* **THE TASK**: An answer that reproduces all the entries exactly is what is needed.

#### INPUT RECORDS

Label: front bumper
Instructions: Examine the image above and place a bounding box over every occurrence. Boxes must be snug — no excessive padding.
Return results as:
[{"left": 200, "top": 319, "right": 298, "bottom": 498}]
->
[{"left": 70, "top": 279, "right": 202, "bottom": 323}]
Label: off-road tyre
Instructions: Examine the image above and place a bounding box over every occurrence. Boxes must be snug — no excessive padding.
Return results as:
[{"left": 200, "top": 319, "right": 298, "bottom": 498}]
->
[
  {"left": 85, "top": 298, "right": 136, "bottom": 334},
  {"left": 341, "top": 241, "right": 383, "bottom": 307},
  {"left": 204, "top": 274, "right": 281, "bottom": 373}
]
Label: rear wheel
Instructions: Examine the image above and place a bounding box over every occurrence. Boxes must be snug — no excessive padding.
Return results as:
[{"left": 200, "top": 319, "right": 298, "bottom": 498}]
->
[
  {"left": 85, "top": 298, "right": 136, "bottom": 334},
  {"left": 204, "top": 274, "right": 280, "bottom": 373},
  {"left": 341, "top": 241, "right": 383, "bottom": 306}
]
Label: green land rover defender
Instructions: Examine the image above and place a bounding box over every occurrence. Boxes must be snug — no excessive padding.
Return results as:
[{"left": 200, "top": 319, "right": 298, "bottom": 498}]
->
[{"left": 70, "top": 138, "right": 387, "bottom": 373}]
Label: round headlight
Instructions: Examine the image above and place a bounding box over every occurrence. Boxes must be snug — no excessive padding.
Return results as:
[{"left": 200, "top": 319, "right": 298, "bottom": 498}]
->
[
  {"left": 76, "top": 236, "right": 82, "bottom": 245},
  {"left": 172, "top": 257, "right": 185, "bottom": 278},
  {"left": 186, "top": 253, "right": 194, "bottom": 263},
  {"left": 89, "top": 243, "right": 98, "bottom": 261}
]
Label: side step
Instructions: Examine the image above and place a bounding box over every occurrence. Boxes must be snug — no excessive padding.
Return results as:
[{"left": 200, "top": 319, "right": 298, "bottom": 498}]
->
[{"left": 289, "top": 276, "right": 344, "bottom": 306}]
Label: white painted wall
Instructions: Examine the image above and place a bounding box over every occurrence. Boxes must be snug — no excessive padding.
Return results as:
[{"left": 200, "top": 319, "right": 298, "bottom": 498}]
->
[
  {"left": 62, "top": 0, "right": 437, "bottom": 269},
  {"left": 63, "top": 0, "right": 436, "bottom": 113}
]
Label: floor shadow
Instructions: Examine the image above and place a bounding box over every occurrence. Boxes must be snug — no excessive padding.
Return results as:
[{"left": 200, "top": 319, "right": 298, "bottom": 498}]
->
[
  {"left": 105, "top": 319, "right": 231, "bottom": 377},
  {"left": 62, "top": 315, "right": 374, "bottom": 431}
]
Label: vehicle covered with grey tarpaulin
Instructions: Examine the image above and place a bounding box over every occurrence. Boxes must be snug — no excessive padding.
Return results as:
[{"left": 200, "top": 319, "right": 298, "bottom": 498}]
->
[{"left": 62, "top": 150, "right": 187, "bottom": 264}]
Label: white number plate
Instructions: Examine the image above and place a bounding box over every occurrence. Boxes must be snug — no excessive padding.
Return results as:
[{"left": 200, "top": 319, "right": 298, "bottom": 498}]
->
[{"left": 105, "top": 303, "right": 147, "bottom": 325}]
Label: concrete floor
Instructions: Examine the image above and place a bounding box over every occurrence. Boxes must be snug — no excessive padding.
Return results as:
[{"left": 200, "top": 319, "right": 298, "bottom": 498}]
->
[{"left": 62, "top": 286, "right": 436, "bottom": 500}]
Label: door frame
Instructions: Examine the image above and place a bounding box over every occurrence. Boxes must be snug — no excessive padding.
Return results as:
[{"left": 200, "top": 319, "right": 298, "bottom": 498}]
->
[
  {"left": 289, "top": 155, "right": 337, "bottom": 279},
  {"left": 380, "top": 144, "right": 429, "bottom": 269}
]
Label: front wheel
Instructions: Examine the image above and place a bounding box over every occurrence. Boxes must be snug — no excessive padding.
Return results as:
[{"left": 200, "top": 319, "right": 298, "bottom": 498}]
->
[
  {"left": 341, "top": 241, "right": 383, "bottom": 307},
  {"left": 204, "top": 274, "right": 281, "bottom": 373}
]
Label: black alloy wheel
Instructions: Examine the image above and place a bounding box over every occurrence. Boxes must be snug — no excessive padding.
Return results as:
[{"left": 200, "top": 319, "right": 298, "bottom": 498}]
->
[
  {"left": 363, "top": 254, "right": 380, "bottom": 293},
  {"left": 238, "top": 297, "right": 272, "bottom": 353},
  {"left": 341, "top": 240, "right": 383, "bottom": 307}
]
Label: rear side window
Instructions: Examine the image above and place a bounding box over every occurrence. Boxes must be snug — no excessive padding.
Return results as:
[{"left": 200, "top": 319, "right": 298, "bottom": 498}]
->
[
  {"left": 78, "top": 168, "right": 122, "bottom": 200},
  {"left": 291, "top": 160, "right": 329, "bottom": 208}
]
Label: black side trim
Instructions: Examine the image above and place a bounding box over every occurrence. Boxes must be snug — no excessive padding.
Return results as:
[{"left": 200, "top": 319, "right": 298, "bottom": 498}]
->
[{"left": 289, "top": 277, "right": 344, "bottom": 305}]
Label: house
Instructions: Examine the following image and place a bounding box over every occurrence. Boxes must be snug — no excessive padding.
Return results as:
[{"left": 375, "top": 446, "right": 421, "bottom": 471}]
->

########

* **YOUR RESPONSE**:
Label: front bumper
Instructions: Examine the image above and place a bounding box over every occurrence. Boxes must be snug — no excessive padding.
Return results as:
[{"left": 200, "top": 319, "right": 298, "bottom": 498}]
->
[{"left": 70, "top": 279, "right": 202, "bottom": 323}]
Label: off-road tyre
Instructions: Examine the image above and place a bounding box over every occurrence. Boxes must be snug — no excessive padding.
Return results as:
[{"left": 200, "top": 319, "right": 298, "bottom": 498}]
->
[
  {"left": 85, "top": 298, "right": 136, "bottom": 334},
  {"left": 341, "top": 241, "right": 383, "bottom": 307},
  {"left": 204, "top": 274, "right": 281, "bottom": 373}
]
Label: rear wheel
Instructions: Examine the image above and place a bounding box over every occurrence. Boxes must be snug — no excessive padding.
Return results as:
[{"left": 200, "top": 319, "right": 298, "bottom": 498}]
->
[
  {"left": 85, "top": 298, "right": 136, "bottom": 334},
  {"left": 204, "top": 274, "right": 280, "bottom": 373},
  {"left": 341, "top": 241, "right": 383, "bottom": 306}
]
Label: green land rover defender
Instructions: Examine the image above and place a bounding box over every occurrence. Boxes must be snug — no excessive padding.
Return results as:
[{"left": 200, "top": 319, "right": 298, "bottom": 498}]
->
[{"left": 70, "top": 138, "right": 387, "bottom": 373}]
Label: round headlight
Instructions: Examine the image above and place a bounding box over every occurrence. Boxes must be snug — no excessive padding.
Return results as:
[{"left": 200, "top": 319, "right": 298, "bottom": 498}]
->
[
  {"left": 76, "top": 236, "right": 82, "bottom": 245},
  {"left": 172, "top": 257, "right": 185, "bottom": 278},
  {"left": 186, "top": 253, "right": 194, "bottom": 263},
  {"left": 89, "top": 243, "right": 98, "bottom": 261}
]
Label: side step
Instructions: Examine the image above and place a bounding box over every occurrence. Boxes must be snug — no excessive padding.
Return results as:
[{"left": 200, "top": 319, "right": 298, "bottom": 498}]
->
[{"left": 289, "top": 276, "right": 344, "bottom": 306}]
Label: white painted wall
Instructions: Examine the image above and place a bounding box over every occurrence. Boxes must be snug — no excessive padding.
Return results as:
[{"left": 200, "top": 319, "right": 298, "bottom": 498}]
->
[
  {"left": 62, "top": 0, "right": 437, "bottom": 269},
  {"left": 63, "top": 0, "right": 436, "bottom": 113}
]
Label: floor shadow
Instructions: Examine the image above and place a bounding box over every occurrence. Boxes must be snug — no excessive padding.
Return results as:
[{"left": 200, "top": 319, "right": 298, "bottom": 498}]
->
[
  {"left": 105, "top": 319, "right": 231, "bottom": 377},
  {"left": 62, "top": 315, "right": 374, "bottom": 431}
]
Label: vehicle covered with grey tarpaulin
Instructions: Examine the image above and place a bounding box over every occurrence. Boxes must be snug — no excessive padding.
Return results as:
[{"left": 200, "top": 319, "right": 298, "bottom": 498}]
->
[{"left": 62, "top": 150, "right": 187, "bottom": 264}]
Label: white number plate
Instructions: Examine the image above and place a bounding box over every occurrence. Boxes must be snug — no excessive padding.
Return results as:
[{"left": 200, "top": 319, "right": 298, "bottom": 498}]
->
[{"left": 105, "top": 303, "right": 147, "bottom": 325}]
Label: concrete floor
Instructions: Examine the image above and place a bounding box over every occurrence. Boxes must be snug — no excessive padding.
Return results as:
[{"left": 200, "top": 319, "right": 298, "bottom": 498}]
->
[{"left": 62, "top": 286, "right": 436, "bottom": 500}]
Label: door frame
Instructions: Examine the image above and place a bounding box over every occurrence. Boxes must be snug — no excessive padding.
Return results as:
[{"left": 200, "top": 319, "right": 298, "bottom": 498}]
->
[
  {"left": 289, "top": 155, "right": 337, "bottom": 279},
  {"left": 380, "top": 144, "right": 429, "bottom": 269}
]
Label: front wheel
Instructions: Examine the image above and place a bounding box over every occurrence. Boxes must be snug — no excessive padding.
Return results as:
[{"left": 200, "top": 319, "right": 298, "bottom": 498}]
->
[
  {"left": 341, "top": 241, "right": 383, "bottom": 307},
  {"left": 204, "top": 274, "right": 281, "bottom": 373}
]
Label: black alloy wheel
Instructions: Examine the image above and place a bounding box over every occurrence. Boxes must be snug — no excessive padding.
Return results as:
[{"left": 200, "top": 319, "right": 298, "bottom": 498}]
->
[
  {"left": 363, "top": 254, "right": 380, "bottom": 293},
  {"left": 238, "top": 297, "right": 272, "bottom": 353},
  {"left": 341, "top": 240, "right": 383, "bottom": 307}
]
Label: rear side window
Instructions: Examine the image above and place a bounding box over every occurrence. Boxes must be snug — no excessive padding.
Return results as:
[{"left": 200, "top": 319, "right": 298, "bottom": 498}]
->
[
  {"left": 78, "top": 168, "right": 122, "bottom": 200},
  {"left": 291, "top": 160, "right": 329, "bottom": 208}
]
Label: black side trim
Instructions: Examine the image above and place a bounding box over every occurrence. Boxes must be snug — no excessive padding.
Return results as:
[{"left": 200, "top": 319, "right": 298, "bottom": 498}]
->
[{"left": 289, "top": 277, "right": 344, "bottom": 305}]
Label: house
Instructions: Examine the following image and place a bounding box over every occurrence. Boxes must be snug — no excessive padding.
Return results as:
[{"left": 375, "top": 446, "right": 421, "bottom": 471}]
->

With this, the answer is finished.